§ **Текст**:
* * * * * * * * *

Как убедить Alibaba и Porsche вложить деньги?

— Список инвесторов: Alibaba, Hyundai Corporation, Kenwood, Porsche и China Merchants Capital. И еще пять суверенных фондов. Япония, Катар, Саудовская Аравия, Объединенные Арабские Эмираты и Кувейт. Расскажите, как вы познакомились с Alibaba.

— На тот момент мы работали с их joint venture [совместное предприятие. — The Bell] SAIC Alibaba. SAIC — это самый крупный концерн Китая. У них есть совместное предприятие в Китае — Banma. Ее идея состоит в том, чтобы делать Internet car, который будет намного круче, чем Tesla, на китайском рынке. И поставлять infotainment-систему. И они посчитали, что AR-дисплей — это основная фича этой их платформы. И они над этим начали с нами работать. Поняли, что никто, кроме нас, [это не делает]. И потом я СЕО сказал, что мы ищем инвестиции, не можешь ли познакомить с Alibaba. По-моему, через неделю их команда высадилась в Москве, через две недели мы закрыли сделку.

— В каком году это было?

— В марте 2017 года.

— Минуточку. Где-то в 2014 году вы говорили в одном из своих интервью, что разговариваете с Intel, и вообще активно смотрели на Калифорнию, на Америку. Что произошло между 2014 и 2017 годом, что вы свернули на Восток с Запада?

— Во-первых, чисто географически, когда у тебя большинство инженеров в России,  тяжело поднимать деньги в Америке.

— Ну, многим это удается.

— Я не знаю ни одной российской технологической компании, которая бы подняла деньги в Америке. Я не говорю про IT. Если честно, я не знаю много примеров hardware российских компаний, которые вообще поднимали западные деньги. И тогда я тоже подумал, что венчурный capital — это то, что мне нужно. Но сейчас у нас в портфеле инвесторов нет ни одного венчурного фонда. Потому что венчурный капитал не способен инвестировать в D-tech компании. Потому что D-tech — это для них проблема: нужно понимать технологию, нужна очень глубокая экспертиза, чего у венчурных инвесторов нет.

— Но в то же время Sequoia инвестировала в Google, когда Google еще не был Google. Когда Google был два парня.

— Google всегда был такой. Тогда были другие времена. Сейчас венчурный капитал — это конвейер, у них есть задача через пять лет вернуть инвестиции любым путем. Это как горячая картошка, они друг другу перебрасывают, они раздувают эту valuation, а что за этим стоит — не имеет никакого значения. Как вы видите, компании уже шесть лет, и мы еще не на рынке. Почему? Потому что нам нужно делать очень много фундаментальных исследований, мы — первопроходцы. В нас венчур не будет инвестировать.

— Когда вы это поняли?

— Совсем недавно. После раунда с Alibaba.

— Ну, вы походили, в двери потыкались?

— Я считал, что на сегодняшний день я сделал уже больше 600 пичей инвесторам. Большинство из них молчаливо сказали нет.

— Дорф вас в интервью обещал познакомить с Sequoia. Познакомил?

* * * * * * * * *

§ **Материал набора**:
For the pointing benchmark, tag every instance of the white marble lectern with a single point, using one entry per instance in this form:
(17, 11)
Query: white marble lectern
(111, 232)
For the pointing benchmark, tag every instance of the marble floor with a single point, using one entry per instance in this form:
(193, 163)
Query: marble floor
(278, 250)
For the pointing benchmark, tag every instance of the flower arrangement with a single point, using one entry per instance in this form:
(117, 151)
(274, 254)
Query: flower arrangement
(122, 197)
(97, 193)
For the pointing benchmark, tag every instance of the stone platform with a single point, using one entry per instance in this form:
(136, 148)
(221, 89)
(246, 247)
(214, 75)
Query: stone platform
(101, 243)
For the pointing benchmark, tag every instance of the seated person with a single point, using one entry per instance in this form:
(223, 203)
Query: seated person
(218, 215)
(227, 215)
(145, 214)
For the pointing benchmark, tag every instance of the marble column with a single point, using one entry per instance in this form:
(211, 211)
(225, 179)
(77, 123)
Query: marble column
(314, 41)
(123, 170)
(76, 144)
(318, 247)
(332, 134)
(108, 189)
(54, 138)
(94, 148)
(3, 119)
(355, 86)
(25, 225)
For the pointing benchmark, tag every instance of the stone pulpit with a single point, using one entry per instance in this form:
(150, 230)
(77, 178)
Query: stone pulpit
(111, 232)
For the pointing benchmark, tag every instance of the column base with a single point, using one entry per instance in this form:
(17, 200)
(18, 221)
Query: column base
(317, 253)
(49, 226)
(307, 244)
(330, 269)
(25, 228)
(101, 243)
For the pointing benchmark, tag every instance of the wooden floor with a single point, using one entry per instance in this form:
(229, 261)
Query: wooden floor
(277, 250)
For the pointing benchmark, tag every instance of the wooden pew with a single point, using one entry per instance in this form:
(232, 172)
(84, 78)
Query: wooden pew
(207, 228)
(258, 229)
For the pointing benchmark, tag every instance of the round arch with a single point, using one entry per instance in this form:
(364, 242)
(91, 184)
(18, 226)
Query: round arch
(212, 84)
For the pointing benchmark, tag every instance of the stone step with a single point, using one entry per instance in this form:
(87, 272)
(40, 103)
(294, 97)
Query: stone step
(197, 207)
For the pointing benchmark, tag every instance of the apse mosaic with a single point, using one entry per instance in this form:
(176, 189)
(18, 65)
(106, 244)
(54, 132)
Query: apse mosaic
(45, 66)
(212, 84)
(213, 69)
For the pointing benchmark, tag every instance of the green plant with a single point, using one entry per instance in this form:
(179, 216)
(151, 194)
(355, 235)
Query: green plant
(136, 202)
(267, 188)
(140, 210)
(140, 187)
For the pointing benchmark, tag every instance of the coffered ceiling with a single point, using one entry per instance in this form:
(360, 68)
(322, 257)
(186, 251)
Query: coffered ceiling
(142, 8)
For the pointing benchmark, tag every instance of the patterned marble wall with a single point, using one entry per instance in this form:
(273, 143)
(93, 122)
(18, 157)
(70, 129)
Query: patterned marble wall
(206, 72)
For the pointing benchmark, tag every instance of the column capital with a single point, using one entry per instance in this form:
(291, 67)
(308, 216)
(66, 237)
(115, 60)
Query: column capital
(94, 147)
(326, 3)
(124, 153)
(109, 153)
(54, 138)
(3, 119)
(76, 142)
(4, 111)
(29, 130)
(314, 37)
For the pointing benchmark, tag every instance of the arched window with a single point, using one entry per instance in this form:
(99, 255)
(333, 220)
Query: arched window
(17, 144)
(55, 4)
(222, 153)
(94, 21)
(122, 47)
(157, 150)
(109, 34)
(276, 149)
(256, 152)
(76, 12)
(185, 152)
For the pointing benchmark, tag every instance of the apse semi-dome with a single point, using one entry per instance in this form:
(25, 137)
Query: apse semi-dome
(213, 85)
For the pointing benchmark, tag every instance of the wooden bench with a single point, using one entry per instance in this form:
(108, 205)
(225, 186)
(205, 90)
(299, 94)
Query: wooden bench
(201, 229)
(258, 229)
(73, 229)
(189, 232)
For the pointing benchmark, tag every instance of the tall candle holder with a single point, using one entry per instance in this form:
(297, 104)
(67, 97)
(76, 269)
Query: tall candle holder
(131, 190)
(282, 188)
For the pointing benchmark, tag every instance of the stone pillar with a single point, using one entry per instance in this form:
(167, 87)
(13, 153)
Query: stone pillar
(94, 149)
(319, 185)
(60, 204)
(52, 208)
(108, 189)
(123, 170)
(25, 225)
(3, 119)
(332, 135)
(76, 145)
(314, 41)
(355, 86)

* * * * * * * * *

§ **Что сделать**:
**a)** Ответьте на вопросы по интервью об инвесторах, давая каждый ответ с той же пометкой на отдельной строке.
(i) Сколько суверенных фондов названо среди инвесторов?
(ii) Как называется совместное предприятие SAIC и Alibaba в Китае?
(iii) Больше скольких питчей инвесторам, по подсчету собеседника, он сделал?
**b)** Изложите суть интервью об инвесторах в двух предложениях.
**c)** Напишите следующую часть интервью об инвесторах, начав сразу после последнего вопроса.

§ **Ответы к заданиям**:
**a)**
(i) Пять.
(ii) Banma.
(iii) Больше 600.

**b)** Среди инвесторов компании есть Alibaba, Hyundai Corporation, Kenwood, Porsche, China Merchants Capital и пять суверенных фондов, а с Alibaba ее познакомил СЕО совместного предприятия SAIC Alibaba, для платформы которого AR-дисплей стал основной фичей. Венчурных фондов в портфеле нет, потому что, по словам собеседника, венчурный капитал не способен инвестировать в D-tech компании, где нужны понимание технологии и очень глубокая экспертиза.

**c)**
— Он нет. Но мы с ними познакомились по-другому. И я думаю, что тогда мы были слишком маленькими для них. А сейчас они нам не нужны. Sequoia — это просто обычный венчурный фонд для нас. Раньше это были какие-то там боги.

— Вы мечтали об Intel еще?

— Да. Но с Intel мы работаем. Они больше для нас партнеры. Мы используем их электронную платформу. Мы и с Intel, и с Nvidia работаем.

— Когда вы получили первые инвестиции Alibaba, что изменилось?

— Нам начали звонить все инвесторы и говорить: прости, вернись, я все прощу, да.

— Прямо так?

— Ну, типа того. Они вдруг реально неожиданно приняли положительное решение. Не все. Но очень много китайских инвесторов [захотели] просто потому, что они всегда хотят быть с ними [Alibaba] в одном портфеле. Внимание на Западе было очень большим. И мне интересно, как отреагировала Россия на это. Наш бренд в России не очень известный. Мы в Китае намного больше известны, чем в России. История в России такая: наворовали все-таки. Но от кого наворовали? Alibaba — частная компания там. Я не взял ни копейки государственных денег. Мы оказались единственной компанией, которая отказалась от гранта «Сколково».

— Почему?

— Потому что токсичные деньги. Мы отказались от гранта и сделали это осознанно.

— В вас же «Роснано», кажется, инвестировала?

— Во-первых, это не «Роснано», это фонд «Роснано Система». Это не российская компания, а отдельное юридическое лицо, находящееся за границей. Токсичные — это не плохие деньги. Но это стеклянный потолок, который помешает выйти на новый уровень.

— Если вы возьмете деньги, связанные с государством, то вам уже трудно будет разговаривать, например, с инвесторами из Кремниевой долины, Европы?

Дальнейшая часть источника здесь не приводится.